> **Challenge**:
Could you render the entries below as a JSON list of strings, with one string for each line and no blank lines?
┄┄┄┄┄┄┄┄┄┄
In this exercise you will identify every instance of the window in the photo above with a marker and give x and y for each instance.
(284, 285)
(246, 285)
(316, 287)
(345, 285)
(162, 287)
┄┄┄┄┄┄┄┄┄┄
> **Expected output**:
[
  "In this exercise you will identify every instance of the window in the photo above with a marker and give x and y for each instance.",
  "(284, 285)",
  "(246, 285)",
  "(316, 287)",
  "(345, 285)",
  "(162, 287)"
]